» TEXT:
Sunday, October 5, 2025

A Vermont Summer Weekend In October

Some color showing in the trees near Richmond,
Vermont amid strangely hot, dusty weather 
All those leaf peepers from out of state who crammed themselves into Vermont this weekend probably brought their fleece jackets, knit hats, and maybe long underwear to endure the October chill while watching tree leaves die. 

The jokes on them.

They should have brought shorts, swimsuits and such since we're having a summer weekend, and early part of the week, too. 

The weather today, tomorrow and possibly Tuesday in Vermont will be normal - for July. Since it's October, the expected temperatures will almost certainly break some record highs. 

Summer redux started yesterday, with highs in the 70s to around 80. Burlington reached 81 degrees. Not quite a record high, but damn close.

» ACTIVITY 1: List every item of clothing named in the Vermont weather post.
» ACTIVITY 2: Copy out the Vermont weather post word for word, everything from "A Vermont Summer" down to "but damn close.".
The listing that comes next is from a different source.

» DATA:
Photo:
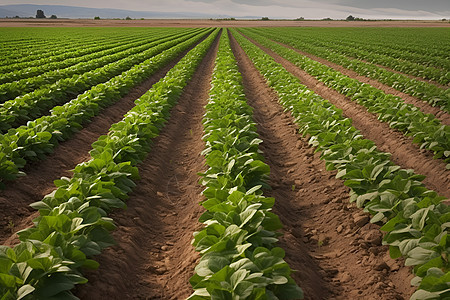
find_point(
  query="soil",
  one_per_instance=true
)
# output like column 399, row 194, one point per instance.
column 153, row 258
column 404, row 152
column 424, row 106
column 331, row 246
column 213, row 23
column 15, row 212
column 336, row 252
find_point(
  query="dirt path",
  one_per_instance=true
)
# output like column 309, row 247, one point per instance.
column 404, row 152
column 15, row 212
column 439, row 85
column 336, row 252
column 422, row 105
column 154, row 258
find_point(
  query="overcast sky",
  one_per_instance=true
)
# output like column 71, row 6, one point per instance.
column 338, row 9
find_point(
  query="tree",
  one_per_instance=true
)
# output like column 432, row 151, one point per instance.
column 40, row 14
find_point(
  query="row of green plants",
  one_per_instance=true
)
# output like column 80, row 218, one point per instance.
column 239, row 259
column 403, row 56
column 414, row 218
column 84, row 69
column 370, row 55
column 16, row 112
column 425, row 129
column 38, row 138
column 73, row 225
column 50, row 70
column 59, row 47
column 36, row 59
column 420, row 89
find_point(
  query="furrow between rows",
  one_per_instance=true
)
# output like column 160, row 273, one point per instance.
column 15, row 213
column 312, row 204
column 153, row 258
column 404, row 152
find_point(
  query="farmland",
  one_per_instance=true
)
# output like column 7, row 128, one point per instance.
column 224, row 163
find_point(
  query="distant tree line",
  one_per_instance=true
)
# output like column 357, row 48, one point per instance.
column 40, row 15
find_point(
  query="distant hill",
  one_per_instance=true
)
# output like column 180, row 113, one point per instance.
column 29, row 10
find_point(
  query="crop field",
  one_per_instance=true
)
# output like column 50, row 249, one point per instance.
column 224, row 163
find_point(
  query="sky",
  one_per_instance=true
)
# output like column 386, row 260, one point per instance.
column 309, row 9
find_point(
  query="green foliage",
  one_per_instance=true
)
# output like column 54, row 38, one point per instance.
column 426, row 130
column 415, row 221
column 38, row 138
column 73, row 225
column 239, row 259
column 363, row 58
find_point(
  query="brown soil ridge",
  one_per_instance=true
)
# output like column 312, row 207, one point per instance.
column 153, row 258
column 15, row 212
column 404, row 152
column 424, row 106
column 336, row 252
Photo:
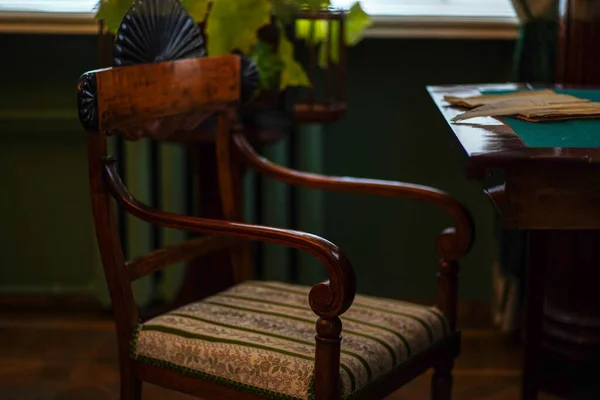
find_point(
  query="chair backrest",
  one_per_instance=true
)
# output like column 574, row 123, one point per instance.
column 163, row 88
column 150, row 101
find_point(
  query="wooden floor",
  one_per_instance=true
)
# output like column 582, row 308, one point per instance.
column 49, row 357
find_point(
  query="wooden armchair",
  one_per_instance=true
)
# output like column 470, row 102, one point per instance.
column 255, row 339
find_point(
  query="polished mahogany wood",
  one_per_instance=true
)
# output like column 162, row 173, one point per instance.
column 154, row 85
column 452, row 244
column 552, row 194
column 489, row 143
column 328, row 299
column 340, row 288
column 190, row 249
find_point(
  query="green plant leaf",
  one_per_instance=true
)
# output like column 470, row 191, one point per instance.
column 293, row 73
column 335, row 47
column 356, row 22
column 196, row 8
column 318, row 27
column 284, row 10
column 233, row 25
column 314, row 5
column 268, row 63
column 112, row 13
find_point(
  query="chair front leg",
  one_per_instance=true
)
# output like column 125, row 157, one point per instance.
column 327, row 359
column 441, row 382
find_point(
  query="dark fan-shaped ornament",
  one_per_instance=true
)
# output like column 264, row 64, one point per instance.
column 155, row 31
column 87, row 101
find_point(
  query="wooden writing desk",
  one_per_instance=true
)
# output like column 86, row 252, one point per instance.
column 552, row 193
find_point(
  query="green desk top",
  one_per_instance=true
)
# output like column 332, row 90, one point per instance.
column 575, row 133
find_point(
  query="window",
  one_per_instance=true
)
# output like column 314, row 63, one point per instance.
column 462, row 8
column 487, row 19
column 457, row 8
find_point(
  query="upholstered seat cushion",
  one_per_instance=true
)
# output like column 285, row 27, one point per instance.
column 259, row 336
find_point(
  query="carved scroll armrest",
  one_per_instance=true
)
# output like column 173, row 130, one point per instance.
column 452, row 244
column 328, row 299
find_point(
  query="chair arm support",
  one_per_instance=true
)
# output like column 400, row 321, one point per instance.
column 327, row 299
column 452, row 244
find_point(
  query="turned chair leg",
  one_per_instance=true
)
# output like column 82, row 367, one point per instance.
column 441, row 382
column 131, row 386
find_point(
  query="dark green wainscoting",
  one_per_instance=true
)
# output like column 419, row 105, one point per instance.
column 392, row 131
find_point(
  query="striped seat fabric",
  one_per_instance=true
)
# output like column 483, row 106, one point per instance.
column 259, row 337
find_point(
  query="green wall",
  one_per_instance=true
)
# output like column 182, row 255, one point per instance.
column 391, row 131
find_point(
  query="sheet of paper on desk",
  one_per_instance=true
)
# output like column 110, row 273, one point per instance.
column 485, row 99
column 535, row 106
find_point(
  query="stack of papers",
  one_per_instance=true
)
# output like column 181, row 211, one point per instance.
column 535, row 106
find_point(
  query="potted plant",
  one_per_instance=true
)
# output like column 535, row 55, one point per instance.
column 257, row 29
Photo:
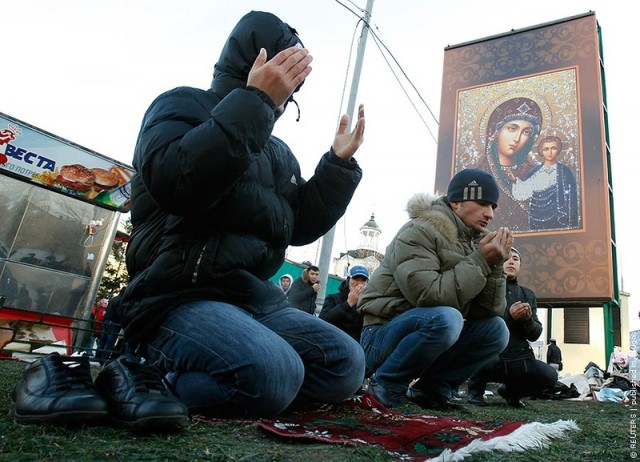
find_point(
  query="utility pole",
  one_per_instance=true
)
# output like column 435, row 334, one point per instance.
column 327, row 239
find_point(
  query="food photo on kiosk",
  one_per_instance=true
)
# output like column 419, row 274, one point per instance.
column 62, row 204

» TASK OUTPUT 1: fleece jackets, knit hats, long underwear, shorts, swimsuits

» TASK OUTPUT 2:
A Vermont Summer Weekend In October

Some color showing in the trees near Richmond,
Vermont amid strangely hot, dusty weather 
All those leaf peepers from out of state who crammed themselves into Vermont this weekend probably brought their fleece jackets, knit hats, and maybe long underwear to endure the October chill while watching tree leaves die. 

The jokes on them.

They should have brought shorts, swimsuits and such since we're having a summer weekend, and early part of the week, too. 

The weather today, tomorrow and possibly Tuesday in Vermont will be normal - for July. Since it's October, the expected temperatures will almost certainly break some record highs. 

Summer redux started yesterday, with highs in the 70s to around 80. Burlington reached 81 degrees. Not quite a record high, but damn close.